* [What the exercise asks] Print the passage below on hedgerow fighting word for word, starting from "Here's some further" up to and including "where he was....".

* [Reading passage]
Here's some further corroboration that for the GIs, breasting the top of a hedgerow bank, clearing an aperture and putting a bunch of weapons on the Germans on the opposite side was anything but a straightforward matter in the real deal, unlike CMBN.

Green Books:

Usually we could not get through the hedge without hacking a way through. This of course took time, and a German machine gun can fire a lot of rounds in a very short time. Sometimes the hedges themselves were not thick. But it still took time for the infantryman to climb up the bank and scramble over, during which time he was a luscious target, and when he got over the Germans knew exactly where he was....

It was difficult to gain fire superiority when it was most needed. In the first place machine guns were almost useless in the attack.... the only way to get them in position was to set them up on top of a hedgerow bank. That was not good because the German was in the next bank and got you before you set the gun down. Anyway, it had to be laid on the bank, no tripod, just a gun barrel lying unevenly on its stomach. On the other hand the Germans could dig their guns into the banks in advance, camouflage them, and be all set to cover the roads, trails, and other bottlenecks our men had to use.

Excerpts by a monograph by the S-3 of 3/137.

* [Raw data]
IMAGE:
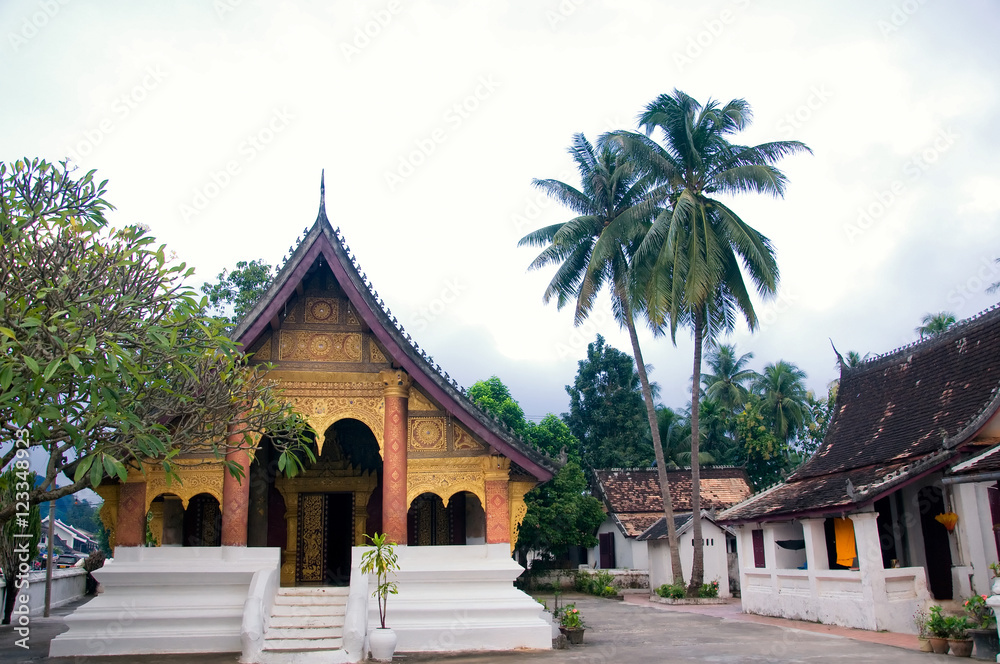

* [Response below]
Here's some further corroboration that for the GIs, breasting the top of a hedgerow bank, clearing an aperture and putting a bunch of weapons on the Germans on the opposite side was anything but a straightforward matter in the real deal, unlike CMBN.

Green Books:

Usually we could not get through the hedge without hacking a way through. This of course took time, and a German machine gun can fire a lot of rounds in a very short time. Sometimes the hedges themselves were not thick. But it still took time for the infantryman to climb up the bank and scramble over, during which time he was a luscious target, and when he got over the Germans knew exactly where he was....